[Region pointing data]
-------------------------

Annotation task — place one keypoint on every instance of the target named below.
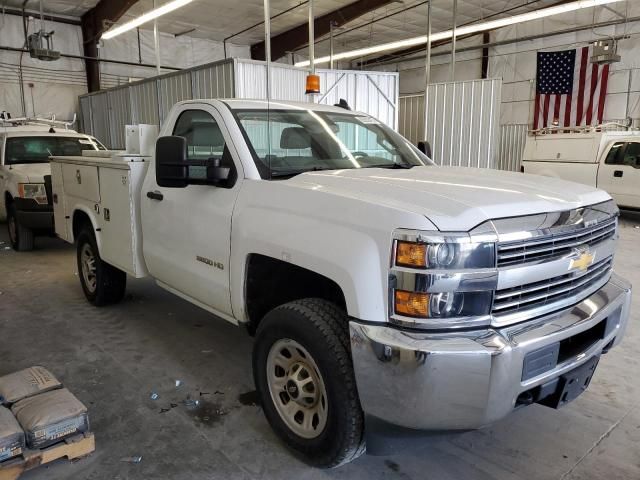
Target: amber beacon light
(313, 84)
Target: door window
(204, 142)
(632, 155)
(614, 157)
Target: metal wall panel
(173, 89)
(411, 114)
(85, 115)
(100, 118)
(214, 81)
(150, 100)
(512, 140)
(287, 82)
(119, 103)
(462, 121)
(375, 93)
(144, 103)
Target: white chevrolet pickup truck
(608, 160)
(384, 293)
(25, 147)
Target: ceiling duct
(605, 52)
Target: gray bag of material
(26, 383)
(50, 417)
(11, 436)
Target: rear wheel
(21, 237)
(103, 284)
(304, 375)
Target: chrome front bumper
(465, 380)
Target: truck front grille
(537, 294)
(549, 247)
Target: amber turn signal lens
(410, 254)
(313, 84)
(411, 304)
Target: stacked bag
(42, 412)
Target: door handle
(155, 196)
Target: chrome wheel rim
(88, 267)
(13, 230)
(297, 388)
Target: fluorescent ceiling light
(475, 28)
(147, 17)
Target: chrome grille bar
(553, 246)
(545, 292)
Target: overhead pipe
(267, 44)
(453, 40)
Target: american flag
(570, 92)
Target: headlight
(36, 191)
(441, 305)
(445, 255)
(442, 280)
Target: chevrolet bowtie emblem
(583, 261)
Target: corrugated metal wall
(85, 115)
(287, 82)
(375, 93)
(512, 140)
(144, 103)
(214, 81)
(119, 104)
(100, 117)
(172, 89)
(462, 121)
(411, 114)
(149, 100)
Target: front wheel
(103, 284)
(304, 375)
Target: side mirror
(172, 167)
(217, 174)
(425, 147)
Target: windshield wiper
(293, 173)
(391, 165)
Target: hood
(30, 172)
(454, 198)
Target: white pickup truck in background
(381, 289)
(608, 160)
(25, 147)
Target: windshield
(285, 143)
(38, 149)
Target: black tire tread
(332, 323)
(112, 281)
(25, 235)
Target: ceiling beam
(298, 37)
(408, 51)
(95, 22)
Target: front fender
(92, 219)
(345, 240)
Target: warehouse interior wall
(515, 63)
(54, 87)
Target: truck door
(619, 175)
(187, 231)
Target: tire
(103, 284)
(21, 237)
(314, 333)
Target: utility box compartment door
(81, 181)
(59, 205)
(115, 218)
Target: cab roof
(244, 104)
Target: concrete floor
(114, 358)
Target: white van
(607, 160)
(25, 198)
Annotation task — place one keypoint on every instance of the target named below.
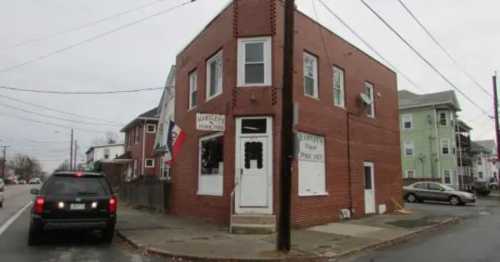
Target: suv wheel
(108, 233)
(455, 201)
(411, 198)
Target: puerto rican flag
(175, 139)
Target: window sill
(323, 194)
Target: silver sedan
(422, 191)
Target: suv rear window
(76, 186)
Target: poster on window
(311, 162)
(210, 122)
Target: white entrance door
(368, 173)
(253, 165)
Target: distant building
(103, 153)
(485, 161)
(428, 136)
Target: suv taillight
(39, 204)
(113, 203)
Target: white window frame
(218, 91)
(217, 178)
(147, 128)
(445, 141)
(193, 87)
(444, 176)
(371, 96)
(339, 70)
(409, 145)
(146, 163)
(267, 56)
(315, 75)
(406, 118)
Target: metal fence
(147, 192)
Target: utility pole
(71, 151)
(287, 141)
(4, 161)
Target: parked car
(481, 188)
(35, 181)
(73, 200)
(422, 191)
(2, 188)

-------------------------

• Work instruction
Return every entry unchanged and skip the pictures.

• Answer section
Annotation task — place one keypoint on every instance of the target named below.
Target: amber beacon light
(313, 84)
Target: door window
(204, 142)
(632, 155)
(614, 157)
Target: metal wall panel
(173, 89)
(411, 114)
(85, 115)
(100, 118)
(214, 81)
(150, 100)
(512, 140)
(287, 82)
(119, 103)
(462, 121)
(375, 93)
(144, 103)
Target: white chevrolet pickup truck
(608, 160)
(384, 293)
(25, 147)
Target: ceiling duct
(605, 52)
Target: gray bag of material
(26, 383)
(50, 417)
(11, 436)
Target: rear wheel
(21, 237)
(103, 284)
(304, 375)
Target: chrome front bumper
(465, 380)
Target: truck front grille
(537, 294)
(549, 247)
Target: amber turn signal lens
(410, 254)
(313, 84)
(411, 304)
Target: stacked bag
(42, 412)
Target: door handle
(155, 196)
Target: chrome wheel rim
(88, 267)
(13, 230)
(297, 388)
Target: fluorescent ceiling light
(475, 28)
(147, 17)
Target: chrome grille bar
(553, 246)
(545, 292)
Target: overhead pipe
(267, 44)
(453, 40)
Target: american flag
(570, 92)
Target: headlight
(36, 191)
(441, 305)
(445, 255)
(442, 280)
Target: chevrolet bowtie emblem
(583, 261)
Target: corrugated metal wall
(85, 115)
(287, 82)
(375, 93)
(512, 140)
(144, 103)
(214, 81)
(119, 104)
(100, 117)
(172, 89)
(462, 121)
(411, 114)
(149, 100)
Target: front wheel
(103, 284)
(304, 375)
Target: side mirror
(172, 167)
(217, 174)
(425, 147)
Target: windshield wiper
(293, 173)
(391, 165)
Target: hood
(30, 172)
(454, 198)
Target: white pickup truck in background
(381, 289)
(608, 160)
(25, 147)
Target: windshield
(285, 143)
(38, 149)
Target: black tire tread
(332, 323)
(112, 281)
(25, 235)
Target: ceiling beam
(298, 37)
(408, 51)
(95, 22)
Target: front fender
(92, 219)
(345, 240)
Target: warehouse interior wall
(515, 63)
(54, 87)
Target: truck door
(619, 175)
(187, 231)
Target: tire
(103, 284)
(21, 237)
(314, 333)
Target: utility box compartment door
(81, 181)
(59, 205)
(115, 218)
Target: cab roof
(244, 104)
Target: concrete floor
(114, 358)
Target: white van
(607, 160)
(25, 198)
Annotation task — place one keypoint on every instance of the target named below.
Target: suv wheel
(108, 233)
(455, 201)
(411, 198)
Target: puerto rican flag
(175, 139)
Target: window sill
(323, 194)
Target: silver sedan
(422, 191)
Target: suv rear window
(76, 186)
Target: poster on window
(311, 162)
(210, 122)
Target: white entrance door
(368, 173)
(253, 165)
Target: distant building
(103, 153)
(485, 161)
(428, 136)
Target: suv taillight
(39, 204)
(113, 203)
Target: white window frame
(218, 91)
(217, 178)
(147, 128)
(445, 141)
(193, 87)
(444, 176)
(371, 96)
(339, 70)
(409, 145)
(146, 163)
(267, 56)
(315, 75)
(406, 118)
Target: metal fence
(147, 192)
Target: utility pole
(71, 151)
(287, 141)
(4, 161)
Target: parked car
(481, 188)
(35, 181)
(73, 200)
(422, 191)
(2, 188)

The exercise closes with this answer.